### Task statement:
Omit the images. Restate all of the records word for word.

### Data for analysis:
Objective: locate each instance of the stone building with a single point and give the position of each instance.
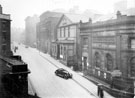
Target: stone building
(108, 51)
(30, 30)
(13, 71)
(68, 50)
(46, 31)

### Result below:
Objective: locate each instance of the stone building with a single point and give the position of each instance.
Target: stone building
(108, 51)
(30, 30)
(13, 71)
(68, 50)
(46, 31)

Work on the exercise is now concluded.